**EXERCISE REQUIREMENTS**
(1) In the synthetic reed thread, rewrite the part that opens with the words containing "Well, Ive tried" and closes with "stopped being made.", replacing "Fibracells" with "Fibracell reeds" throughout.
(2) For each statement, (a) through (c), decide whether the synthetic reed thread agrees with it. Answer yes or no, and quote the deciding words from the thread.
(a) 10mfan ordered six Fibracells a few months earlier.
(b) The Forestone reeds suited 10mfan.
(c) 1saxman plays the Fibereed hemp medium on tenor.
(3) Using the synthetic reed thread, answer each question on its own line, marked (a) through (c).
(a) Which Fiberreed reed did 10mfan end up on?
(b) What was the original synthetic fiber reed around 1960?
(c) What was the "fiber" in that original reed?

# Synthetic reeds for tenor-----oh my----> FIBERREED!



## 10mfan (Jun 15, 2003)

Well, Ive tried so many synthetics, and the Fibracells that Ive enjoyed for a couple of years are not like the old ones. I ordered 6 of the Fibracells a few months ago in different sizes, and they went right into the trashcan....I’m done with them. 

I talked to my friend Danni at Fiberreed, and had him send me a package so I could see what they were up to these days, since its been so long since I tried those. Ive played on them for a bunch now, and wanted to check in here about them.

Well, all the reeds in all of the different cuts and materials, played and did what they were designed to do. I prefer one of the cuts the most for what I want, but all the others were very good.

This was a joyous day for me!!!!!! Finally, a reed brand I can really love again, since my old Hahn reeds stopped being made.
Never thought the day would come, but its here. After the Hahns, I went to Legere and Fibercell, but the love affair faded. The Forestone weren't for me either.

I ended up on the Fiberreed Carbon for tenor, which is their black and white reed, and they are amazing for what I want. 
A beautiful pairing with my Robusto!!! Clean, clear, full, with great response, character, and depth. 
Excellent subtones and great altissimo too.

Happy as can be!!!!!!!


----------



## 1saxman (Feb 3, 2003)

It is amazing when you find a synthetic that really works for you. I'm using a Fibereed hemp medium on baritone that shows no signs of failure after a year. The original synthetic fiber reed was the 'Fibercane' around 1960, and as I remember it, it was the closest to cane I've played on tenor yet - but you couldn't live with them - the 'fiber' was fiberglass and it would tear your lip up - I mean blood-letting. I believe this field is still searching for the 'end-all' synthetic material and design but tremendous progress has been made, with many thousands of us using synthetics.

[Contour labeling entries]
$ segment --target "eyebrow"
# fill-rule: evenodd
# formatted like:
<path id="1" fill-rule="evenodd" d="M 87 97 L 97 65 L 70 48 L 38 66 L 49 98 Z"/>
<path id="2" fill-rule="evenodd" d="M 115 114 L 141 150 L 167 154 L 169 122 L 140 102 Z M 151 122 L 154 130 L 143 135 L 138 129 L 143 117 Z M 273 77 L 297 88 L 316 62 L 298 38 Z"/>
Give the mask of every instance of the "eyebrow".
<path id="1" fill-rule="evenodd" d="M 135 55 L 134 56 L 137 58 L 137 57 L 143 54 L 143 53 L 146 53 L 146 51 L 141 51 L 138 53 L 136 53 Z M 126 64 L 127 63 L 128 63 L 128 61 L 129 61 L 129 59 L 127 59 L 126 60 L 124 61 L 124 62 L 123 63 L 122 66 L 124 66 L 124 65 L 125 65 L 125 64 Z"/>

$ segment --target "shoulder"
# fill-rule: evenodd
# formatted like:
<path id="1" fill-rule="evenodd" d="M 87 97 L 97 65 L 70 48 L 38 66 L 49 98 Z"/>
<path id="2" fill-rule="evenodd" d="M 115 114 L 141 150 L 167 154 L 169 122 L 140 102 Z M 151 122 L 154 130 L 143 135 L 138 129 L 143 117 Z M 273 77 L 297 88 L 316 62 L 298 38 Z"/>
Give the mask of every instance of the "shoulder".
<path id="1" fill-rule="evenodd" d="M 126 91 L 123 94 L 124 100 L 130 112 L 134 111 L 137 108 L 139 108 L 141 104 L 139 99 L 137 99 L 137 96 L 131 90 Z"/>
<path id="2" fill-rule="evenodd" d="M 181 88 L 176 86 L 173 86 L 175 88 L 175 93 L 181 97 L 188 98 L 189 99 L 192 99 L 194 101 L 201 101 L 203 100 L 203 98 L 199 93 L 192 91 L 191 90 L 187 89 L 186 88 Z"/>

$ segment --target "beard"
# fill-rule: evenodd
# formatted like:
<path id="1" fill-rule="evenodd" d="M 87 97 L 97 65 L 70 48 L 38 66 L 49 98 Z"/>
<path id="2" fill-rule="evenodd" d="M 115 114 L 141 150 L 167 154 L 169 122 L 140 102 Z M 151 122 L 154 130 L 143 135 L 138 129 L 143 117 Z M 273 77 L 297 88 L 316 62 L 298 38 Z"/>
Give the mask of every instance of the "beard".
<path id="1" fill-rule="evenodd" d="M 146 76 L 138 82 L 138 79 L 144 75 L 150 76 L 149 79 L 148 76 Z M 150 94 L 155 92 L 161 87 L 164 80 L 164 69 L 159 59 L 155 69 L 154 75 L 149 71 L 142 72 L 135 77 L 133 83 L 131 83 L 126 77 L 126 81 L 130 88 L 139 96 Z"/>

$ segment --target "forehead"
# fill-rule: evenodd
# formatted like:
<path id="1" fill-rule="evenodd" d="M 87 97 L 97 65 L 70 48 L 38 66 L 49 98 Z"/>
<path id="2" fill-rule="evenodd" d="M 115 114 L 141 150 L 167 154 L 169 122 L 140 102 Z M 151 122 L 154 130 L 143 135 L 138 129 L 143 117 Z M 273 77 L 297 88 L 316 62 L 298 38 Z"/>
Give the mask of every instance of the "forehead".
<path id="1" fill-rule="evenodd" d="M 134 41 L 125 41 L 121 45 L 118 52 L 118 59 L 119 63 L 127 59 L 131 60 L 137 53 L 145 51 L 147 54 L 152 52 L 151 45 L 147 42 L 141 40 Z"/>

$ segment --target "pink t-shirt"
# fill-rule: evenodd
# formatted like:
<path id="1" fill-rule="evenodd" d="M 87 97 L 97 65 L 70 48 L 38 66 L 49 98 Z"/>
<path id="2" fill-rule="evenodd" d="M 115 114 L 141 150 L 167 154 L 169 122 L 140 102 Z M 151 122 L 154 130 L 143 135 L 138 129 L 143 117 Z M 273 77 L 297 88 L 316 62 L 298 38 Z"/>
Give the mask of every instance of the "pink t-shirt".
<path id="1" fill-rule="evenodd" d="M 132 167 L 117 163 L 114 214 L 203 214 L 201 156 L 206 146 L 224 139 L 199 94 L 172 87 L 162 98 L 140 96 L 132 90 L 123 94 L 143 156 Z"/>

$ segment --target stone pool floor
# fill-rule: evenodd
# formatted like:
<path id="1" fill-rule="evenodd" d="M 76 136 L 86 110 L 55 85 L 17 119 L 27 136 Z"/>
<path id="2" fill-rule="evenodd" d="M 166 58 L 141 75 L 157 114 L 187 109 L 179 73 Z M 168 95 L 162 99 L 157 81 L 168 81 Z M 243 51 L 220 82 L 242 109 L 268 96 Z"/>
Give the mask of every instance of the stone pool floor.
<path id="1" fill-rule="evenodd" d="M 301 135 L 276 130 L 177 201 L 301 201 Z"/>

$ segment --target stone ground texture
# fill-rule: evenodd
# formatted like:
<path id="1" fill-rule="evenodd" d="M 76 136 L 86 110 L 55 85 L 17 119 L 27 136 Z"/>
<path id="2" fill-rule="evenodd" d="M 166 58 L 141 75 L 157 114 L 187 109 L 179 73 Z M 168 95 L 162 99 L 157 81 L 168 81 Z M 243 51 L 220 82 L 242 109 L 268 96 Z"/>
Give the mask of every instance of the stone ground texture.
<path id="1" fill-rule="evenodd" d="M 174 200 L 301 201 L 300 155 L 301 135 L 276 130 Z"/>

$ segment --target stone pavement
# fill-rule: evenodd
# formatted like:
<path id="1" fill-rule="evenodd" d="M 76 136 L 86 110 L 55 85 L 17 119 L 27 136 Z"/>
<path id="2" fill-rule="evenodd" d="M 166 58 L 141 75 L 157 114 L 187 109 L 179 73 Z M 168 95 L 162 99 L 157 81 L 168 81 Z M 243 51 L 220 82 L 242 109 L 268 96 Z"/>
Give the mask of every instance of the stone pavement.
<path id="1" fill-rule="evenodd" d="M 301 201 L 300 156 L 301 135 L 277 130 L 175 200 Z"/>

**OUTPUTS BY TASK**
(1)
Well, Ive tried so many synthetics, and the Fibracell reeds that Ive enjoyed for a couple of years are not like the old ones. I ordered 6 of the Fibracell reeds a few months ago in different sizes, and they went right into the trashcan....I’m done with them. 

I talked to my friend Danni at Fiberreed, and had him send me a package so I could see what they were up to these days, since its been so long since I tried those. Ive played on them for a bunch now, and wanted to check in here about them.

Well, all the reeds in all of the different cuts and materials, played and did what they were designed to do. I prefer one of the cuts the most for what I want, but all the others were very good.

This was a joyous day for me!!!!!! Finally, a reed brand I can really love again, since my old Hahn reeds stopped being made.

(2)
(a) Yes: "I ordered 6 of the Fibracells a few months ago"
(b) No: "The Forestone weren't for me either."
(c) No: "I'm using a Fibereed hemp medium on baritone"

(3)
(a) The Fiberreed Carbon for tenor
(b) The 'Fibercane'
(c) Fiberglass